PROVIDED TEXT
******************************

The Magic Word to Break Your Kids of Unwanted Habits


how to help your child stop sucking her thumb

As parents, I think we can all agree on one totally objective fact: our kids are perfect. 

But within that realm of perfection, there may be a few itsy-bitsy behaviors we find less than desirable. In many cases, they can be chalked up to a certain age or stage of development (the toddler tantrum, the “three-nager” sass, etc.). But sometimes they form into unwanted habits that do our kids a disservice and turn us into tiresome nags.

For one of my kids, it’s the thumb. It found its way into her mouth in utero (I have the ultrasound photos to prove it) and has remained a frequent visitor throughout the five years since. 

When she was under 3, it was kind of cute and certainly commonplace among her peers. After that, the habit seemed to die down for others while it ramped up in my daughter. What was once mainly confined to bedtime or long car rides was now happening on and off throughout the day—clearly without her even realizing.

It didn’t take long before the phrase, “Sweetie, thumb!” or something similar became an unpleasant refrain in our household, and it was clearly starting to build some resentment in our daughter. I was also aware that using the word “thumb” in public was drawing even more attention to her habit. 

I never wanted to shame my daughter for the behavior, I just wanted to help her recognize (and eventually break) this habit—one that was putting god-knows-what germs in her mouth, setting her up for prolonged future orthodontic interventions, and making her vulnerable to teasing at school when she got older.  

That’s when our pediatrician helped us find “Popsicle.” After hearing my concerns at my daughter’s annual checkup, the doctor assured me that they were valid but that it was unrealistic to nip the thumb sucking in the bud all at once. Instead, she suggested, my daughter should feel free to suck her thumb whenever she was in her bed, but at other times should choose a word we could all use as a gentle reminder when we saw her sucking.

******************************

(Stored data)

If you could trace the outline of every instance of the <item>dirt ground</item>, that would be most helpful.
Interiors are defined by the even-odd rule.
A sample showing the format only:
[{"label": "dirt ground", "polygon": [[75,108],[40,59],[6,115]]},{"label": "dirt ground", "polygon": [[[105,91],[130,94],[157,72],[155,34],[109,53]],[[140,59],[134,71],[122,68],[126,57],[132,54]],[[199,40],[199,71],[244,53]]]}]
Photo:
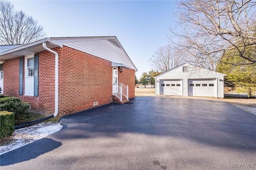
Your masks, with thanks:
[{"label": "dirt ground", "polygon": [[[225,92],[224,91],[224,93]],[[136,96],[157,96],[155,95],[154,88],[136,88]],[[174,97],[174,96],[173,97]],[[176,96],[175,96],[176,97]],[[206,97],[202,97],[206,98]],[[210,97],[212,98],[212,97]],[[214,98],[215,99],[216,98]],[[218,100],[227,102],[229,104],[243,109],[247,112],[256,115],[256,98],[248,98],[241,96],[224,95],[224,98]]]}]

******************************

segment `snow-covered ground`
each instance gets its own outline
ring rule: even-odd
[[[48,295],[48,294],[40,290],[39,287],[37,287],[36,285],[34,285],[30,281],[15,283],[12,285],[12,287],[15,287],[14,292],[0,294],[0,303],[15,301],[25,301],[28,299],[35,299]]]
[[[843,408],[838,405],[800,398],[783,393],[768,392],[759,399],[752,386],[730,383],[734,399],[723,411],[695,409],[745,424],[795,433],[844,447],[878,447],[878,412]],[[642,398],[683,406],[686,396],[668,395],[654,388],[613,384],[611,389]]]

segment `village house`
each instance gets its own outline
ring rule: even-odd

******************************

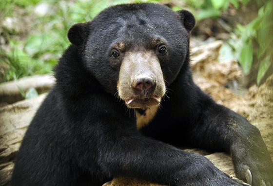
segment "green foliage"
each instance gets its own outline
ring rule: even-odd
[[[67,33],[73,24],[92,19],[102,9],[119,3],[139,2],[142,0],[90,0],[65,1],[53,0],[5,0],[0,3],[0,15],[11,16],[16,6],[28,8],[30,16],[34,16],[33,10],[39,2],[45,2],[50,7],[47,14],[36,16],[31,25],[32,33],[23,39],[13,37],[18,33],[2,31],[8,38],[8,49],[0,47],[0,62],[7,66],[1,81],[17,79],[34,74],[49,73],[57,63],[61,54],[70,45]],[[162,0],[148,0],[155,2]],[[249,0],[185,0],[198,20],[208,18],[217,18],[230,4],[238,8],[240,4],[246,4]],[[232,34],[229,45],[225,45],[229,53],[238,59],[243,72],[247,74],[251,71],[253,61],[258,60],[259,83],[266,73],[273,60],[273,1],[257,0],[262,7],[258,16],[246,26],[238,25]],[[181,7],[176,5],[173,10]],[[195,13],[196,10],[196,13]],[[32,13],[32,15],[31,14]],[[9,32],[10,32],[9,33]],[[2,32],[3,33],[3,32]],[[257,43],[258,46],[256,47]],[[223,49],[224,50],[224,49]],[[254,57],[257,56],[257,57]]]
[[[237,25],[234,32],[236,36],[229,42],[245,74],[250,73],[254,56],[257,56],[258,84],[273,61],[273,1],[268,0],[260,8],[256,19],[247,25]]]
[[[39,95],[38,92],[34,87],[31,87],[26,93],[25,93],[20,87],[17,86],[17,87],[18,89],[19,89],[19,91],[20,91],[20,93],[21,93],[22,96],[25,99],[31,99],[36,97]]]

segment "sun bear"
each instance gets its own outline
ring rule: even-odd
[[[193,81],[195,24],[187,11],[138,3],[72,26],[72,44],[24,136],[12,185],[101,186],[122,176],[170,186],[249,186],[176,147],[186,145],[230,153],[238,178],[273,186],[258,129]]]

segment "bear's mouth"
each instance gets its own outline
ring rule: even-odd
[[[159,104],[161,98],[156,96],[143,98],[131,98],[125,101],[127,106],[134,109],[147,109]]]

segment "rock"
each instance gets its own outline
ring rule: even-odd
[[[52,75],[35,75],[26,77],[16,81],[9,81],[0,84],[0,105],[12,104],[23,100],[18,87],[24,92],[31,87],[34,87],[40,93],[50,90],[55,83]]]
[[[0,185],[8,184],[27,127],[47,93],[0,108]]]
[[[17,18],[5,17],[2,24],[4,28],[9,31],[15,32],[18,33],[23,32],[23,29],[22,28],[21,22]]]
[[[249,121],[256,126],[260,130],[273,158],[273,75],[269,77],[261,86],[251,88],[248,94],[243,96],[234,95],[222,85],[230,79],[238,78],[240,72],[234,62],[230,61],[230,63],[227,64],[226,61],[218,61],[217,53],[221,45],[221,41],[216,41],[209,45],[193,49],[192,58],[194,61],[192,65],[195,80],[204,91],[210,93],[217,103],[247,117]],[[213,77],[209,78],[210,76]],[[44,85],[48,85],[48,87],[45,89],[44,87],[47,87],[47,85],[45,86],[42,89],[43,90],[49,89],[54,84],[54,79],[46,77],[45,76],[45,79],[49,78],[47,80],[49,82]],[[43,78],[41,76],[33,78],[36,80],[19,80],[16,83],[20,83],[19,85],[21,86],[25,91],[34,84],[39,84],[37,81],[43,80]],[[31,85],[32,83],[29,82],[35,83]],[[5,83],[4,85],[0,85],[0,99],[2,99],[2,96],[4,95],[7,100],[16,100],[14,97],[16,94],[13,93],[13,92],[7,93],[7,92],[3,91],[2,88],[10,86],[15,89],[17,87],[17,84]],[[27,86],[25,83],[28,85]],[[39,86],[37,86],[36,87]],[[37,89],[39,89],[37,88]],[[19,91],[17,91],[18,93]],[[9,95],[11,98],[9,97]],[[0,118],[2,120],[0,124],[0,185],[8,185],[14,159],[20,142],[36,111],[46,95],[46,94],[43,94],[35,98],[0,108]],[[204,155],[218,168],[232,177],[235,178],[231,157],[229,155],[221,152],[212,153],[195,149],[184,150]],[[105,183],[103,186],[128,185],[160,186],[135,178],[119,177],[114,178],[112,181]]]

******************************

COMPLETE THE FOLLOWING
(a) Summarize the thumb-sucking article in two sentences.
(b) Carry on the thumb-sucking article from the end of its final sentence.

ANSWERS PER TASK
(a) A parent describes a daughter's thumb-sucking habit, which began in utero and increased after age 3 while it faded among her peers, so that repeated reminders like "Sweetie, thumb!" built resentment in her and drew attention to the habit in public. Wanting to help her break the habit without shaming her, the parent raised the concern with the pediatrician, who suggested letting her suck her thumb in bed and, at other times, using a word she chose, "Popsicle," as a gentle reminder.

(b)
Our doctor had used this strategy (and continues to use it) for one of her own children who has a tendency to slouch. When she catches him hunched over, she says, “Chocolate,” and he reflexively straightens up. 

My daughter chose “Popsicle” for her word (I have a feeling 99% of kids in these scenarios pick some type of snack food), and she was actually excited to put the plan into action. I think by selecting the reminder word, she felt a sense of ownership over this new approach, plus it clearly came as a relief that she wouldn’t have to try to quit her thumb cold turkey. 

We haven’t yet exited thumb-sucking territory, but we have seen a noticeable improvement, and we no longer feel like the bad guys every time we call her attention to what she’s doing. (It’s hard to have unpleasant feelings when saying or hearing the word “popsicle” so that certainly helps.)

Helping our kids give up their unwanted habits isn’t one of the fun perks of parenting, but it’s part of the job description nonetheless. And someday when my daughter takes the oath at her swearing-in ceremony for the Supreme Court, I will accept a little credit for her thumb being nowhere near her mouth.